Format everything in the material from the line containing "for antelope head" down to the line containing "(309, 0), (400, 17)", both lines included, as a numbered list with no blank lines. Leave the pictures out of your answer.

───── Source material ─────

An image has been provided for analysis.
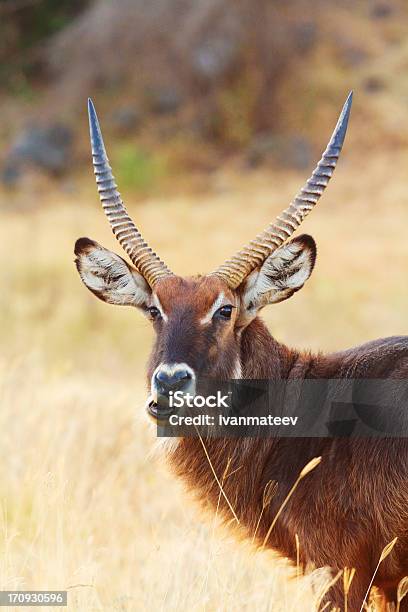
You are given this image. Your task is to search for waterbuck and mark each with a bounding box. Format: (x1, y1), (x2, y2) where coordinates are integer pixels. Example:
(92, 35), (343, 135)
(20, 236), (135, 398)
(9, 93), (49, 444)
(75, 94), (408, 611)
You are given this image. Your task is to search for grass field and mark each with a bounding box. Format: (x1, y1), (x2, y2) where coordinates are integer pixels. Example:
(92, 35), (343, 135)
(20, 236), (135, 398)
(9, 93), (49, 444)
(0, 150), (408, 612)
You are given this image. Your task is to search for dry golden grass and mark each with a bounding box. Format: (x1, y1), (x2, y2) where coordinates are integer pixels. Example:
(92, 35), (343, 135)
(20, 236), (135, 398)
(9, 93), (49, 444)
(0, 152), (408, 612)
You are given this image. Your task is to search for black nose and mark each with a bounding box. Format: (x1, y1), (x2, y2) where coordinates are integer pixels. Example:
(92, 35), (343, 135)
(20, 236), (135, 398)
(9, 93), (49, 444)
(154, 368), (192, 395)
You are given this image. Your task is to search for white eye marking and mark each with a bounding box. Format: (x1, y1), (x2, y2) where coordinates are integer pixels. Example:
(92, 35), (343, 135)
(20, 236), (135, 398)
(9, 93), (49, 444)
(200, 291), (224, 325)
(153, 294), (169, 323)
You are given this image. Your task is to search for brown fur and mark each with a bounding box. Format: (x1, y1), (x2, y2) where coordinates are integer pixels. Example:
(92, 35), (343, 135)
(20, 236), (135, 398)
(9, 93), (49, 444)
(149, 277), (408, 612)
(76, 241), (408, 612)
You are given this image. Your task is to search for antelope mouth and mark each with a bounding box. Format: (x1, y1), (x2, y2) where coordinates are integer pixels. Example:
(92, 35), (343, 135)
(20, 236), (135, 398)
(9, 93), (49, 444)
(146, 396), (174, 422)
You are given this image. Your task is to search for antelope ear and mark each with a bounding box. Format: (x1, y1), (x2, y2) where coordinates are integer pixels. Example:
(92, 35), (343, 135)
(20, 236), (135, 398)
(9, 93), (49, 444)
(242, 234), (316, 315)
(75, 238), (151, 307)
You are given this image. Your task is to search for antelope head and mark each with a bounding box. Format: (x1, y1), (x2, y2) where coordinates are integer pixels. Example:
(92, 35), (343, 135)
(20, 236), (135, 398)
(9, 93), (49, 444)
(75, 94), (352, 418)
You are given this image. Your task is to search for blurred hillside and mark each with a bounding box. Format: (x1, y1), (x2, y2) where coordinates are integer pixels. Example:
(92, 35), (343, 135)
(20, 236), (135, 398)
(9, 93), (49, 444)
(0, 0), (408, 194)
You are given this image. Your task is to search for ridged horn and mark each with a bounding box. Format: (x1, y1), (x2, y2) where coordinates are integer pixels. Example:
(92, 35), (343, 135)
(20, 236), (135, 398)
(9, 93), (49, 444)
(88, 98), (172, 288)
(212, 92), (353, 289)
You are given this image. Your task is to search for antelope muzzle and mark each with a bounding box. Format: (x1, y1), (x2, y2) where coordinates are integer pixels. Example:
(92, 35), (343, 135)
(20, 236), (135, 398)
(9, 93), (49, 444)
(147, 363), (196, 420)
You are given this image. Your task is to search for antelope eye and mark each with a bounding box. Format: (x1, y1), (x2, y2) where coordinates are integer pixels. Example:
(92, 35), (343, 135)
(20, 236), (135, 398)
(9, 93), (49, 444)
(147, 306), (160, 321)
(214, 304), (234, 319)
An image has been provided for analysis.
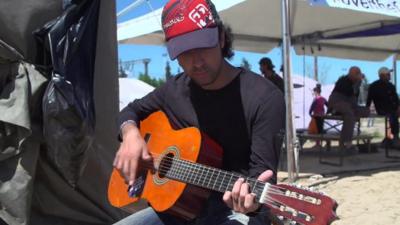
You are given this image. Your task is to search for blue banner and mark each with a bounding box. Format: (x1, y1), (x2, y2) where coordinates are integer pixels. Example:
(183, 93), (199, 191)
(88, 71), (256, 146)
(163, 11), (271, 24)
(309, 0), (400, 17)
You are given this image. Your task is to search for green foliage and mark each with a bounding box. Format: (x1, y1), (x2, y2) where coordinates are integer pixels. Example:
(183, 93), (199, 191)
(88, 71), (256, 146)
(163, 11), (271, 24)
(240, 58), (251, 70)
(138, 73), (165, 88)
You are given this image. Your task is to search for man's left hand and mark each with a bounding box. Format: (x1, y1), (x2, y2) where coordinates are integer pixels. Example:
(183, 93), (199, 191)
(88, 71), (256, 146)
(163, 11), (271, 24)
(223, 170), (273, 214)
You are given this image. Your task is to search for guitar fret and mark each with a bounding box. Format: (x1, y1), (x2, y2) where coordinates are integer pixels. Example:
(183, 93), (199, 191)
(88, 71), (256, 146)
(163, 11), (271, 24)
(164, 156), (265, 204)
(218, 171), (226, 191)
(207, 169), (214, 187)
(225, 173), (234, 192)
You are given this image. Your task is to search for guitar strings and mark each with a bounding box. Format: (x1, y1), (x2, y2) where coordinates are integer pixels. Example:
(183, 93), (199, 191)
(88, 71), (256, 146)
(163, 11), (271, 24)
(131, 153), (286, 205)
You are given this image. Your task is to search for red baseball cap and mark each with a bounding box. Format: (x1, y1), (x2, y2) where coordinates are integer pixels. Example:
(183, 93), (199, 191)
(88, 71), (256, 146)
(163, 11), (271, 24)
(161, 0), (219, 60)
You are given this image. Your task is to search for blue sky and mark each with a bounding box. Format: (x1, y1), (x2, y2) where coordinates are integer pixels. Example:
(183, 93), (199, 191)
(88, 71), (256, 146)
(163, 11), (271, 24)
(116, 0), (393, 84)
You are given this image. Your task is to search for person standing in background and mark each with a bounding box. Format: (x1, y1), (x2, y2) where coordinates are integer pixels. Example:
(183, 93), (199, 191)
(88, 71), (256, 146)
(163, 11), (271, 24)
(309, 85), (328, 146)
(259, 57), (284, 93)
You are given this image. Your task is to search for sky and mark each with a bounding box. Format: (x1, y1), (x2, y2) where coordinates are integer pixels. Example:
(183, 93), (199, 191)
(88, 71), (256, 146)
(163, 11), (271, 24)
(116, 0), (400, 88)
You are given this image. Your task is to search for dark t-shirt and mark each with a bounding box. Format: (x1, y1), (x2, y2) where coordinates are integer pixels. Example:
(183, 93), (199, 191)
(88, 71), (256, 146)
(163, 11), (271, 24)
(190, 75), (251, 175)
(332, 76), (358, 97)
(267, 73), (285, 93)
(118, 70), (285, 181)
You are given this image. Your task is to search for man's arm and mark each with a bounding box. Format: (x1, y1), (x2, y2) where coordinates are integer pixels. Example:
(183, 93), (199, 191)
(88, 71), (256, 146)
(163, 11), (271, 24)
(113, 82), (166, 185)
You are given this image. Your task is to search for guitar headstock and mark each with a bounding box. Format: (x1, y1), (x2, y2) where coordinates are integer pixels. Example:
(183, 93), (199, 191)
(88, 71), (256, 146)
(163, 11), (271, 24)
(261, 184), (338, 225)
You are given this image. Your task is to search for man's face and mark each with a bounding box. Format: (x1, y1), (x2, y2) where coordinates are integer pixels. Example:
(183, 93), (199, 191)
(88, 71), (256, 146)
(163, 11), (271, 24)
(260, 63), (269, 76)
(381, 73), (390, 81)
(177, 45), (223, 89)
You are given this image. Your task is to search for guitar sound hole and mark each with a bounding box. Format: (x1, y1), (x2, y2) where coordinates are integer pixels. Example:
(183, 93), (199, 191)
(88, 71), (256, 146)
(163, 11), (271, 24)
(158, 153), (174, 178)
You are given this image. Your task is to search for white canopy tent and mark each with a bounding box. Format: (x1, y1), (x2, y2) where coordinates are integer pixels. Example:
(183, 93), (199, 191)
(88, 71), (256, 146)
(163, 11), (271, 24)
(118, 0), (400, 60)
(117, 0), (400, 181)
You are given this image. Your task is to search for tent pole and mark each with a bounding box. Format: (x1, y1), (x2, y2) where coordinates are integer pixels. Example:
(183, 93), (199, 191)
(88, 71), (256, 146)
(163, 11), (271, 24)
(393, 53), (399, 89)
(282, 0), (297, 182)
(314, 55), (318, 82)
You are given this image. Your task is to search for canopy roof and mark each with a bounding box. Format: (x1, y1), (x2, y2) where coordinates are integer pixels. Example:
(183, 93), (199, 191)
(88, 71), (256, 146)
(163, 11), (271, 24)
(118, 0), (400, 60)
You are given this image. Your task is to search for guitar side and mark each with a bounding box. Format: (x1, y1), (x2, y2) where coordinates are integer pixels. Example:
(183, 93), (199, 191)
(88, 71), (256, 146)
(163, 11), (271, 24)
(108, 112), (222, 219)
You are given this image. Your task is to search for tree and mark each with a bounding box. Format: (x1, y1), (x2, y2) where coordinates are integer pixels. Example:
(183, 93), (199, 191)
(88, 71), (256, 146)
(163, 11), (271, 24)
(240, 58), (251, 70)
(165, 61), (172, 80)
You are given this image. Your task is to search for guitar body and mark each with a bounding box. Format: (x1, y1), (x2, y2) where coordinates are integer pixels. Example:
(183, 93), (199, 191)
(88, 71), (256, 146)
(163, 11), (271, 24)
(108, 112), (222, 219)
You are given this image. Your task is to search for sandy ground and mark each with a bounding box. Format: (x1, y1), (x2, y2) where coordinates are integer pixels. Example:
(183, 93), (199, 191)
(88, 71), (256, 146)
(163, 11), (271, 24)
(278, 118), (400, 225)
(318, 167), (400, 225)
(278, 156), (400, 225)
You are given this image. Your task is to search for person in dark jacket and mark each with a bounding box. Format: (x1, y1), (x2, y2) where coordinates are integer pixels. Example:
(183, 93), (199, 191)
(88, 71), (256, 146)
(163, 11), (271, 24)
(366, 67), (400, 146)
(259, 57), (284, 93)
(328, 66), (369, 148)
(114, 0), (285, 225)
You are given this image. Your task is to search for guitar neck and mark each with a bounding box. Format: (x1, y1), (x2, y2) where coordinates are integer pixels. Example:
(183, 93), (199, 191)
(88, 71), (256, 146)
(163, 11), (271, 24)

─────

• **Right answer**
1. You are given this image. Your task is to search for antelope head and mark each with a bounding box. Format: (x1, y1), (x2, y2) where coordinates are integer pixels. Example:
2. (92, 35), (343, 135)
3. (20, 236), (135, 398)
4. (9, 93), (49, 444)
5. (75, 94), (352, 418)
6. You are given this image. Your task is to search for blurred hillside and mark each with a bounding box. Format: (x1, y1), (x2, y2) where coordinates are integer pixels. Example:
7. (92, 35), (343, 135)
8. (20, 236), (135, 398)
9. (9, 93), (49, 444)
10. (0, 0), (408, 194)
11. You are given this image. Your task is to search for ridged horn and mark each with a bounding box. Format: (x1, y1), (x2, y2) where coordinates are integer pixels. Example:
12. (92, 35), (343, 135)
13. (20, 236), (135, 398)
14. (9, 93), (49, 444)
15. (88, 98), (172, 288)
16. (212, 92), (353, 289)
17. You are given this image. Your task is to search for antelope muzzle and mark each with a bounding box. Format: (x1, y1), (x2, y2) where coordinates are integer pixels. Example:
18. (92, 35), (343, 135)
19. (20, 236), (135, 398)
20. (9, 93), (49, 444)
21. (147, 363), (196, 420)
22. You are given this image. Your task is to search for antelope eye and mark each with a bounding box. Format: (x1, y1), (x2, y2) where coordinates are integer pixels. Example:
23. (92, 35), (343, 135)
24. (20, 236), (135, 398)
25. (9, 93), (49, 444)
26. (147, 306), (160, 321)
27. (214, 304), (234, 319)
28. An image has been provided for analysis.
29. You are given this image. Your task is to search for blue banner and mark each with a bounding box. Format: (x1, y1), (x2, y2) where coordinates are integer pixels. Example:
30. (183, 93), (199, 191)
31. (88, 71), (256, 146)
32. (163, 11), (271, 24)
33. (309, 0), (400, 17)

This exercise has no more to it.